* START Selected text *
During the second quarter of fiscal 2015, the Company began implementing a series of initiatives intended to improve operational efficiency, reduce costs, and better position itself to drive growth of the business in the future (the "2015 Restructuring"). The 2015 Restructuring was not completed in fiscal 2015, and actions related to the 2015 Restructuring continued into fiscal 2016. Actions related to the 2015 Restructuring completed during 2015 and the first six months of fiscal 2016 include involuntary terminations, the abandonment of certain leased offices, combining operational organizations, and the co-location of employees into other existing offices. We are not exiting any service types or client end-markets.
* END Selected text *
* START Provided data *
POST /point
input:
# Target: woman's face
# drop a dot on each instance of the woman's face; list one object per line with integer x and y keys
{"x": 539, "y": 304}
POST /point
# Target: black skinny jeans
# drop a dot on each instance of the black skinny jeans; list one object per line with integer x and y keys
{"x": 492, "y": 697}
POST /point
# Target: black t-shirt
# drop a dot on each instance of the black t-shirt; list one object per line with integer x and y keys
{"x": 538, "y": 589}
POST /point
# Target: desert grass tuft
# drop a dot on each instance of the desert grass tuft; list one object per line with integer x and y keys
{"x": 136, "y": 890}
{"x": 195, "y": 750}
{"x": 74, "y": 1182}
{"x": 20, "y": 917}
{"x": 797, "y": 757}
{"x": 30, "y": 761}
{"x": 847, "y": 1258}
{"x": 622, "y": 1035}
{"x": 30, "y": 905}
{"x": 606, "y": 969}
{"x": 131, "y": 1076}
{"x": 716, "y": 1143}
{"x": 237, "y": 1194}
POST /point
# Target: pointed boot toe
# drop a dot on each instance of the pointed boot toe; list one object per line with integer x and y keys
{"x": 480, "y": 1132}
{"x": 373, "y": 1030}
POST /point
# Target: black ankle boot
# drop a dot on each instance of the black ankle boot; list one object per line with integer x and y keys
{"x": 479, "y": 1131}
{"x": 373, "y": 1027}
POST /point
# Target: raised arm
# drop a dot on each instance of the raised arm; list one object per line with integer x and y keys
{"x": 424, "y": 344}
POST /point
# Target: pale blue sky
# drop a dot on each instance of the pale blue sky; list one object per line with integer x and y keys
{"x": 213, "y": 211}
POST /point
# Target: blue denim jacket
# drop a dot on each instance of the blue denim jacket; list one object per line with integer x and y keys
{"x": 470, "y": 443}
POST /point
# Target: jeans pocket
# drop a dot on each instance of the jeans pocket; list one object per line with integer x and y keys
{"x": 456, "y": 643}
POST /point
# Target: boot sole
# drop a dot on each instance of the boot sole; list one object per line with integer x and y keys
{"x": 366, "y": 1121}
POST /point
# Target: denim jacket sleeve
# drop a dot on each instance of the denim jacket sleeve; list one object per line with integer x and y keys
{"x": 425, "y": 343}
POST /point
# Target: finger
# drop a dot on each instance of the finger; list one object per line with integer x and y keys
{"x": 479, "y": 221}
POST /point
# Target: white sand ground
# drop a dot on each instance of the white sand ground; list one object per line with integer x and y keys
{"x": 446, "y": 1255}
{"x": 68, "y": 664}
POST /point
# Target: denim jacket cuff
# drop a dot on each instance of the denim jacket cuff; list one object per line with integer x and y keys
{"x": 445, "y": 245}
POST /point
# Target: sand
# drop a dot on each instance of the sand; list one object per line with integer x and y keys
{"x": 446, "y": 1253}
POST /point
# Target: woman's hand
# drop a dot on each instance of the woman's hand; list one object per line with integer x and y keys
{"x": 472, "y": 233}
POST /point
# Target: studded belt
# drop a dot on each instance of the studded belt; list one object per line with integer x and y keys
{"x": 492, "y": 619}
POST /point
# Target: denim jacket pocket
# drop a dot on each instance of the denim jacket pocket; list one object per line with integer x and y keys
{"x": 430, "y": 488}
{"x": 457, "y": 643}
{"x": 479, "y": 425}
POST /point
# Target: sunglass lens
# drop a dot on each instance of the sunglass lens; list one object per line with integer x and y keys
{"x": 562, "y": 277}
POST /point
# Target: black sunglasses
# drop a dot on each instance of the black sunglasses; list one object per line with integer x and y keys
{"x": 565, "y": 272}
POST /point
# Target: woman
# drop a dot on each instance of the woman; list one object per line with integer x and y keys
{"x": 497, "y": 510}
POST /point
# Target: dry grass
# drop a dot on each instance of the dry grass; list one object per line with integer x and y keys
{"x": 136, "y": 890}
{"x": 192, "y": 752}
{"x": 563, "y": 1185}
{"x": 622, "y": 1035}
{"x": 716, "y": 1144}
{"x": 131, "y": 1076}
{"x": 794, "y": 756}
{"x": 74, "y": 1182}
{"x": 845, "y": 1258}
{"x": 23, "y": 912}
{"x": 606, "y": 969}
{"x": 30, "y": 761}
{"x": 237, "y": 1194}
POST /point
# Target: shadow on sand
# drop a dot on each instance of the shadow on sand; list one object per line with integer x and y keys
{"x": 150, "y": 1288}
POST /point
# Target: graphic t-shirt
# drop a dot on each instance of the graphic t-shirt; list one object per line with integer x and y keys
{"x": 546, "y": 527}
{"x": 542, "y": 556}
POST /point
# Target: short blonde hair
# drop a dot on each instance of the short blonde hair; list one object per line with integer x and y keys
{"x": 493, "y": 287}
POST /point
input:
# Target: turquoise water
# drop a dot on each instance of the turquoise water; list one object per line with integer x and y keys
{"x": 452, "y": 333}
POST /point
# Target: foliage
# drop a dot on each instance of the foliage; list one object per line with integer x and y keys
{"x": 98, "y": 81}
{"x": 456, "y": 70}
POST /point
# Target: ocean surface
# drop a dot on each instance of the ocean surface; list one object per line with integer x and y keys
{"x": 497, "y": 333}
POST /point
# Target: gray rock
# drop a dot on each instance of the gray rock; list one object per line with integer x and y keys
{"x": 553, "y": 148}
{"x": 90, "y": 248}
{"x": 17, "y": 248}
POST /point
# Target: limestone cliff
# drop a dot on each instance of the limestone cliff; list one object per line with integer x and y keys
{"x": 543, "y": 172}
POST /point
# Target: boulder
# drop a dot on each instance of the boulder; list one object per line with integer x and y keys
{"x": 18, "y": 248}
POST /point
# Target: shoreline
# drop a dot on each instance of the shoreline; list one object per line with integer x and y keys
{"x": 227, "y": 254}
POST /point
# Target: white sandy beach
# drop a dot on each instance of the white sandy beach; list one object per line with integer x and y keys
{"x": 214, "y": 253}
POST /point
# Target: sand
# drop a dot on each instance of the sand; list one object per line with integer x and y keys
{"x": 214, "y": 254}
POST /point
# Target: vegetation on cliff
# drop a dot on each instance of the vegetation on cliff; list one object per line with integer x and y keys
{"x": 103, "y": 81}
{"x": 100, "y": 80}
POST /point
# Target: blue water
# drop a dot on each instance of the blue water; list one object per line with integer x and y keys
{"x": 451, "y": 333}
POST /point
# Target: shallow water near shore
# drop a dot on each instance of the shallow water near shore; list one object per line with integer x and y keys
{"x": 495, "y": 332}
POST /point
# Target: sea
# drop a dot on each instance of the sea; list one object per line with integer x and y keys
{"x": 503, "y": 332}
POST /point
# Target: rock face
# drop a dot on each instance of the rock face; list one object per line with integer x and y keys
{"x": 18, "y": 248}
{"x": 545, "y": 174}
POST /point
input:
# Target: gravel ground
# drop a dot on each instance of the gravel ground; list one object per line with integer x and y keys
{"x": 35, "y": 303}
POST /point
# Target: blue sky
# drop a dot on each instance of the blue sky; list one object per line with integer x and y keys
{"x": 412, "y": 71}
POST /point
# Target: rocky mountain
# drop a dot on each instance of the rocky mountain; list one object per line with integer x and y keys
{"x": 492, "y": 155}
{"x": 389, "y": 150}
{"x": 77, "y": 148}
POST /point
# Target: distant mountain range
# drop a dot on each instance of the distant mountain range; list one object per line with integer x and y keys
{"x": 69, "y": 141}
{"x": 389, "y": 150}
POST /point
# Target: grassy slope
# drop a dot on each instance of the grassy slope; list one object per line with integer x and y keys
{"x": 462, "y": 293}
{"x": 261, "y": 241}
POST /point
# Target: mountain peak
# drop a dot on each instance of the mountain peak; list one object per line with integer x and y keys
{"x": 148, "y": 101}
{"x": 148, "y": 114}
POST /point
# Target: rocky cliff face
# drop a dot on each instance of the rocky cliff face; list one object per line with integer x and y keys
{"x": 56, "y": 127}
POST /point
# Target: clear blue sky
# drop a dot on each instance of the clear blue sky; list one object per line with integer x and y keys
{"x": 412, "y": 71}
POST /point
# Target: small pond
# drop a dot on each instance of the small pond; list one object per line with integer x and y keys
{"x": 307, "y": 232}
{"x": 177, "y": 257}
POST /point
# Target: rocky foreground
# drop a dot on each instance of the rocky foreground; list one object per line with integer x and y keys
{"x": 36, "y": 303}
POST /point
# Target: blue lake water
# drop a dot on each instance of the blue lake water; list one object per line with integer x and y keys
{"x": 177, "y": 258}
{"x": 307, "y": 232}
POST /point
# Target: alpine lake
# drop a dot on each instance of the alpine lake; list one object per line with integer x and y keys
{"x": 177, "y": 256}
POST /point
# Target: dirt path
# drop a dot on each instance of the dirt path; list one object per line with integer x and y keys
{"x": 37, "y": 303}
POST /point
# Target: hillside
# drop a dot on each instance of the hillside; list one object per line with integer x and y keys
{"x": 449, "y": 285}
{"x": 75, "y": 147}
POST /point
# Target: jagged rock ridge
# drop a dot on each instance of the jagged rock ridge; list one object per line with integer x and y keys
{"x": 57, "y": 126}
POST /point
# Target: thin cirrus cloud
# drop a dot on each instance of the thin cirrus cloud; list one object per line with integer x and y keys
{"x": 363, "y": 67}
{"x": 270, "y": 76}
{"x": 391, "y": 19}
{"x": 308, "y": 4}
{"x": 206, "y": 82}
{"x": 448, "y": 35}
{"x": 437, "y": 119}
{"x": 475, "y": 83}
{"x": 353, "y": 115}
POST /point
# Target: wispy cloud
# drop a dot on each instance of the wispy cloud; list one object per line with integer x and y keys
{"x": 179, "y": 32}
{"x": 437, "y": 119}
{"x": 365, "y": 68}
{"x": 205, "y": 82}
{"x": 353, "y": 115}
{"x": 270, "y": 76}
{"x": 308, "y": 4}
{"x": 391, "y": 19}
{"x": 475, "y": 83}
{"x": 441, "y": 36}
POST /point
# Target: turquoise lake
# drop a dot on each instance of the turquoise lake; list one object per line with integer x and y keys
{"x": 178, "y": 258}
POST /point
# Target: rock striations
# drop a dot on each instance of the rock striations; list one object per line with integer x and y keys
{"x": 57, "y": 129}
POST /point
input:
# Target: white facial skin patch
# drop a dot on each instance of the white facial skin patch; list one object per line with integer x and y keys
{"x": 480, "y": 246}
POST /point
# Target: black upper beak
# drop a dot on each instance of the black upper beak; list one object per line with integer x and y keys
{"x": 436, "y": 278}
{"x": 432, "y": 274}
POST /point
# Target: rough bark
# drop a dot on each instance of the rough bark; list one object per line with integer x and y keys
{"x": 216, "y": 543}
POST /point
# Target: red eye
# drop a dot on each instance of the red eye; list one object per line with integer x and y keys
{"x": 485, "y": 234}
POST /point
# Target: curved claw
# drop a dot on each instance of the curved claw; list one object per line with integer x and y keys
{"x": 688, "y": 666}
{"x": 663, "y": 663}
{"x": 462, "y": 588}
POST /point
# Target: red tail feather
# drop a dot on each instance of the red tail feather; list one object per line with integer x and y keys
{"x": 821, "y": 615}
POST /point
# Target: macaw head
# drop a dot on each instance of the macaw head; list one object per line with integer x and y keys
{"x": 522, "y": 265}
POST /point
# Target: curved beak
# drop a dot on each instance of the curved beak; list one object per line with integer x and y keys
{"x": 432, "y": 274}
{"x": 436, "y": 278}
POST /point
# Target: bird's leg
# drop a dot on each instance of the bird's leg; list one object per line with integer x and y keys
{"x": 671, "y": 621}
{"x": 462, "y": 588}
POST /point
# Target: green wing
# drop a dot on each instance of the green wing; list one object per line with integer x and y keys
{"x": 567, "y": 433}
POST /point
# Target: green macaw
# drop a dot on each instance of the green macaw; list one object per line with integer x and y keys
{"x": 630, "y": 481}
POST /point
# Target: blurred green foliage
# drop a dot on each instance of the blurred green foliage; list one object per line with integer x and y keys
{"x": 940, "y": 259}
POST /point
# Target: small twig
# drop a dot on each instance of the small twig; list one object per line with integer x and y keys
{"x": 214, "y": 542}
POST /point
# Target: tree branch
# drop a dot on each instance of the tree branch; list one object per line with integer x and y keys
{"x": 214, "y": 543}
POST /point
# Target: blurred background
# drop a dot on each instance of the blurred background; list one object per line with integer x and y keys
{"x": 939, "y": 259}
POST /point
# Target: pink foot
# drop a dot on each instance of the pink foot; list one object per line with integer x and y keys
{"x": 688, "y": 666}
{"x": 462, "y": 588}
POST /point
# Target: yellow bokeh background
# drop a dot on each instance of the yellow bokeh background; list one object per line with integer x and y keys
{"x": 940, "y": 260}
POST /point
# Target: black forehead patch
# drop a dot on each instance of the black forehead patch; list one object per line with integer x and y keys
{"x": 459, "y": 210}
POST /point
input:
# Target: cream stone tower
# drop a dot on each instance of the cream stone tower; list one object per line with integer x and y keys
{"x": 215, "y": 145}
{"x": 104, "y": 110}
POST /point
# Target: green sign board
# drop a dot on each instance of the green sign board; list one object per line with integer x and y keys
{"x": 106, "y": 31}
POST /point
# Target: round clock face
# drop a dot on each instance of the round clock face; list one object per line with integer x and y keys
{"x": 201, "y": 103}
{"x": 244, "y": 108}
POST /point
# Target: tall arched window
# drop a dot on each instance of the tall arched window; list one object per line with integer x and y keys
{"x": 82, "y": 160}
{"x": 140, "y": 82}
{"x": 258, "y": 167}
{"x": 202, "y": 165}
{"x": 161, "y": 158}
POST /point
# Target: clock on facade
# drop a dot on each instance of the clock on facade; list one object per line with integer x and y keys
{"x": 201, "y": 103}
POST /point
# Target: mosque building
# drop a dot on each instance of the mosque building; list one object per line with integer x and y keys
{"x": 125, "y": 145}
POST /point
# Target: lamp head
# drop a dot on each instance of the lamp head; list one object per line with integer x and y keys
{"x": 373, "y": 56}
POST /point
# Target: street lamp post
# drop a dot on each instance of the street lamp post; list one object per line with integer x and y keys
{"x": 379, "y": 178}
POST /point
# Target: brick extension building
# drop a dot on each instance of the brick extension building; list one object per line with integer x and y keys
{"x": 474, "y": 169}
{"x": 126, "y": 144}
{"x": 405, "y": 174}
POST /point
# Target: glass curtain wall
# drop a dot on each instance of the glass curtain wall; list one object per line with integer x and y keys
* END Provided data *
__Directions__.
1. Extract the stretch of the restructuring text from "During the second" through "or client end-markets.".
2. Continue the text on the 2015 restructuring from where it stops.
The items were taken from a separate source.

__Answers for the tasks__.
1.
During the second quarter of fiscal 2015, the Company began implementing a series of initiatives intended to improve operational efficiency, reduce costs, and better position itself to drive growth of the business in the future (the "2015 Restructuring"). The 2015 Restructuring was not completed in fiscal 2015, and actions related to the 2015 Restructuring continued into fiscal 2016. Actions related to the 2015 Restructuring completed during 2015 and the first six months of fiscal 2016 include involuntary terminations, the abandonment of certain leased offices, combining operational organizations, and the co-location of employees into other existing offices. We are not exiting any service types or client end-markets.

2.
The costs of the 2015 Restructuring are included in selling, general, and administrative expense in the Consolidated Statements of Earnings. The following table summarizes the impact of the 2015 Restructuring on the Company's reportable segments for the three and six month periods ended April 1, 2016 (in thousands):

 

 

Three Months Ended

 

 

Six Months Ended

 

 

April 1, 2016

 

 

April 1, 2016

 

Petroleum & Chemicals

$

29,039

 

 

$

53,015

 

Buildings & Infrastructure

 

601

 

 

 

15,567

 

Aerospace & Technology

 

239

 

 

 

2,435

 

Industrial

 

2,316

 

 

 

19,893

 

Corporate

 

3,173

 

 

 

12,841

 

Total

$

35,368

 

 

$

103,751

 

 

 

The Company’s accrual for the 2015 Restructuring as of October 2,  2015 was $102.2 million.  There were $103.8 million of charges and $69.8 million of payments during the six months ended April 1, 2016.  The accrual balance was $136.1 million as of April 1, 2016.

 

 

Long-term Debt

Jacobs and certain of its subsidiaries have a $1.6 billion long-term unsecured, revolving credit facility (the “2014 Facility”) with a syndicate of large, U.S. and international banks and financial institutions. The 2014 Facility also provides an accordion feature that allows the Company and the lenders to increase the facility amount to $2.1 billion.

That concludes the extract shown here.